#### [Extracted data entries]

(begin)

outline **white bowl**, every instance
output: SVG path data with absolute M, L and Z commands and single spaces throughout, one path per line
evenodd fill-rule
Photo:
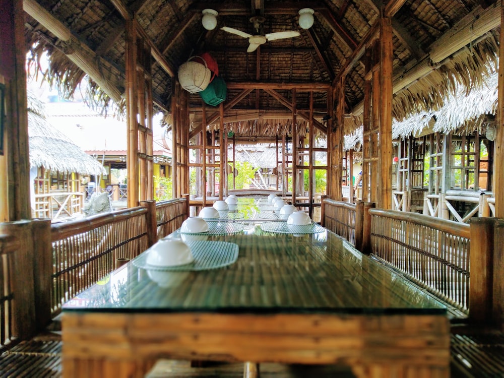
M 275 211 L 280 211 L 280 209 L 283 208 L 287 205 L 287 202 L 284 201 L 283 200 L 280 200 L 279 201 L 275 201 L 275 203 L 273 204 L 273 209 L 275 209 Z
M 229 210 L 229 206 L 226 203 L 225 201 L 216 201 L 214 202 L 213 208 L 219 211 Z
M 228 197 L 226 199 L 224 202 L 228 205 L 236 205 L 236 204 L 238 203 L 238 200 L 236 199 L 236 198 L 235 197 L 231 197 L 231 196 L 230 196 L 229 197 Z
M 277 197 L 276 195 L 274 194 L 270 194 L 268 196 L 268 202 L 271 203 L 275 200 L 275 198 L 279 198 L 279 197 Z
M 304 212 L 296 211 L 289 216 L 287 224 L 296 225 L 311 224 L 311 219 L 310 219 L 310 216 Z
M 280 209 L 280 215 L 290 215 L 297 211 L 297 208 L 293 205 L 286 205 Z
M 200 211 L 200 218 L 211 219 L 214 218 L 219 218 L 220 215 L 219 212 L 213 207 L 204 207 Z
M 147 263 L 157 267 L 176 267 L 194 261 L 191 248 L 177 237 L 158 240 L 147 253 Z
M 190 234 L 206 232 L 208 231 L 208 223 L 202 218 L 192 217 L 182 222 L 180 232 Z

(end)

Please repeat every line above word for word, leaving out the picture.

outline **white bowl**, every instance
output: SVG path data with absolute M, L and Z commands and single spaces throughout, one path per line
evenodd fill-rule
Photo:
M 275 211 L 280 211 L 280 209 L 283 208 L 287 205 L 287 202 L 284 201 L 283 200 L 280 200 L 279 201 L 275 201 L 275 203 L 273 204 L 273 209 L 275 209 Z
M 229 210 L 229 206 L 226 203 L 225 201 L 216 201 L 214 202 L 213 208 L 219 211 Z
M 228 197 L 226 199 L 224 202 L 228 205 L 236 205 L 236 204 L 238 203 L 238 200 L 236 199 L 236 198 L 235 197 L 231 197 L 231 196 L 230 196 L 229 197 Z
M 277 197 L 276 195 L 274 194 L 270 194 L 268 196 L 268 202 L 271 203 L 275 200 L 275 198 L 279 198 L 279 197 Z
M 304 212 L 296 211 L 289 216 L 287 224 L 296 225 L 311 224 L 311 219 L 310 219 L 310 216 Z
M 280 209 L 280 215 L 290 215 L 297 211 L 297 208 L 293 205 L 286 205 Z
M 200 211 L 200 218 L 211 219 L 214 218 L 219 218 L 220 215 L 219 212 L 213 207 L 204 207 Z
M 147 263 L 157 267 L 176 267 L 194 261 L 191 248 L 177 237 L 158 240 L 147 253 Z
M 190 234 L 206 232 L 208 231 L 208 223 L 202 218 L 192 217 L 182 222 L 180 232 Z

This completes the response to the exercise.